*** Supplied information ***

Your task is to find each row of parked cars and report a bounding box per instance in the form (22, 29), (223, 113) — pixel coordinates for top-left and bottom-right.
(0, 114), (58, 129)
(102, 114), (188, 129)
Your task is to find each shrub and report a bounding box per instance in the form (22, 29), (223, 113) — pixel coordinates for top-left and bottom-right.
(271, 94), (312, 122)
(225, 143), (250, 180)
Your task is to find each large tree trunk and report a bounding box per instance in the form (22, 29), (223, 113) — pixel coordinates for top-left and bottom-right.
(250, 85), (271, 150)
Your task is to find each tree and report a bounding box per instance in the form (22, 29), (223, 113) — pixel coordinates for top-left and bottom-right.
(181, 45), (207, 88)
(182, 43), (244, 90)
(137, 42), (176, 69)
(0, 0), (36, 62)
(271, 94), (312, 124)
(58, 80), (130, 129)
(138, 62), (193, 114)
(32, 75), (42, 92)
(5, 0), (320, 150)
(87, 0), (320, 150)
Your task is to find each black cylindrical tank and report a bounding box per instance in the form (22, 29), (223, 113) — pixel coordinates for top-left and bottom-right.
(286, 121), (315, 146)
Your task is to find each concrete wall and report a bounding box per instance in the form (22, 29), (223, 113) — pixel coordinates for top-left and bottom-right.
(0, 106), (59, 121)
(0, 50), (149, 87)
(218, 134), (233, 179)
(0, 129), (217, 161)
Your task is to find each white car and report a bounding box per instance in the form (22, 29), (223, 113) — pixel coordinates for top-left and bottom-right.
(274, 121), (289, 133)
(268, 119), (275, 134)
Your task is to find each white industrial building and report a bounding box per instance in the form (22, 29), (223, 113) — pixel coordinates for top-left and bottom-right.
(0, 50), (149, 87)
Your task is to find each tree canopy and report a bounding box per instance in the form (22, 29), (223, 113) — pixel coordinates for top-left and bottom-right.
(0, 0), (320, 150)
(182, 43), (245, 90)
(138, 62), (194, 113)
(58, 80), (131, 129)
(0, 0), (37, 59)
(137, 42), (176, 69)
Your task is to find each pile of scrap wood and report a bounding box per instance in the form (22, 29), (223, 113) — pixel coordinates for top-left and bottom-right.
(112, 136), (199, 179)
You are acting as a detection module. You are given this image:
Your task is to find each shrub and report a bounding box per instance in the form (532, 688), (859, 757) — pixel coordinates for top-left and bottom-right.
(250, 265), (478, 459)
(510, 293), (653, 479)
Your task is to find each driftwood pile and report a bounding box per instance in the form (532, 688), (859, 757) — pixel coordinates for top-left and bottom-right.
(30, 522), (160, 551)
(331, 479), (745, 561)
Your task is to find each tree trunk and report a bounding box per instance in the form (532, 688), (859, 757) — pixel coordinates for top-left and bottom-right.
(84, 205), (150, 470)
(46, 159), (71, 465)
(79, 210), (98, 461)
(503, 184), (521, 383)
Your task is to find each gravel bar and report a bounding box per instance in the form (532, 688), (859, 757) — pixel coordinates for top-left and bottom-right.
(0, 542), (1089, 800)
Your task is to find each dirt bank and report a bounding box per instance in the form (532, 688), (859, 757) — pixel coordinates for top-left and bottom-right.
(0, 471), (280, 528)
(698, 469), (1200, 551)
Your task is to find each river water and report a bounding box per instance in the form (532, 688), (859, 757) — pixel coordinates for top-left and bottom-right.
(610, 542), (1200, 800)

***

§ Required work
Edit the lines above so that "top-left" becomes "upper-left" everywhere, leaving everything else as it is.

§ Response to this task
Your task is to find each row of parked cars and report a bounding box per instance in the form (22, 29), (223, 113) — pixel coordinates for upper-left and bottom-right.
(0, 114), (58, 129)
(102, 114), (188, 129)
Your task is to find each shrub and report a bounding box per instance in the form (22, 29), (223, 113) — pixel coordinates for upper-left and bottom-right.
(271, 94), (312, 122)
(225, 143), (250, 180)
Your task is to find each large tree trunk and report a bounding box per instance in the form (22, 29), (223, 113) — pixel coordinates for upper-left and bottom-right.
(250, 85), (271, 150)
Your task is to find each tree and report a bounding box per instance in the form (22, 29), (223, 113) — pixel coordinates for upper-left and bottom-right.
(181, 45), (207, 88)
(182, 43), (244, 90)
(137, 42), (176, 69)
(0, 0), (36, 62)
(271, 94), (312, 124)
(58, 80), (130, 129)
(138, 62), (193, 114)
(32, 75), (42, 92)
(5, 0), (320, 150)
(87, 0), (320, 150)
Your task is to find each black cylindrical tank and report a bounding box per instance in the form (22, 29), (223, 113) — pixel coordinates for upper-left and bottom-right.
(286, 121), (315, 146)
Your task is to find each concrete wall and report a bounding box per instance in the form (22, 29), (223, 113) — pixel coordinates for upper-left and bottom-right.
(0, 106), (59, 121)
(0, 50), (149, 87)
(218, 134), (233, 179)
(0, 129), (217, 161)
Your task is to find each white car and report a bounding box per instance in the form (22, 29), (223, 113) — pixel coordinates for upper-left and bottom-right.
(274, 121), (289, 133)
(268, 119), (275, 134)
Your task is to find each white industrial building and report a bounding box per instance in the form (22, 29), (223, 113) — pixel coordinates for upper-left and bottom-right.
(0, 50), (149, 87)
Your task is to find each tree canopy and report a bounding box per instance in the form (22, 29), (223, 113) — pixel coordinates for upper-left and bottom-right.
(0, 0), (320, 150)
(182, 43), (245, 90)
(138, 62), (194, 113)
(58, 80), (131, 129)
(0, 0), (37, 59)
(137, 42), (176, 69)
Your task is to find each pile of scrap wood and report a bounding box per instance in the form (22, 29), (223, 113) — pixel coordinates for upper-left and bottom-right.
(112, 136), (199, 179)
You are acting as a detection module. You are given this image:
Your task is to find each shrub and report a bounding box per instance in the form (532, 688), (859, 757) — pixel coordinates for upper-left and bottom-right.
(250, 265), (478, 459)
(510, 293), (653, 479)
Your task is to find each driftwood pile and report a bounding box per instance in the form (532, 688), (859, 757) — pixel coordinates for upper-left and bottom-right.
(30, 522), (160, 551)
(331, 479), (745, 561)
Your task is to find each tree trunk and report a bounding box per instance in the form (532, 688), (859, 757) — pixel coordinates for upper-left and bottom-right.
(84, 205), (150, 470)
(46, 159), (71, 465)
(79, 210), (98, 461)
(503, 184), (521, 383)
Your task is to find each gravel bar and report a bounding box per instance in the form (532, 688), (859, 757) — pixel coordinates for upper-left and bottom-right.
(0, 542), (1089, 800)
Your task is to find each dirt bank and report a bounding box per instance in the form (532, 688), (859, 757) — pixel coordinates for upper-left and bottom-right.
(0, 471), (280, 528)
(698, 469), (1200, 551)
Your task is to find each river water and report a bounding box per instance in the form (532, 688), (859, 757) — pixel coordinates for upper-left and bottom-right.
(610, 542), (1200, 800)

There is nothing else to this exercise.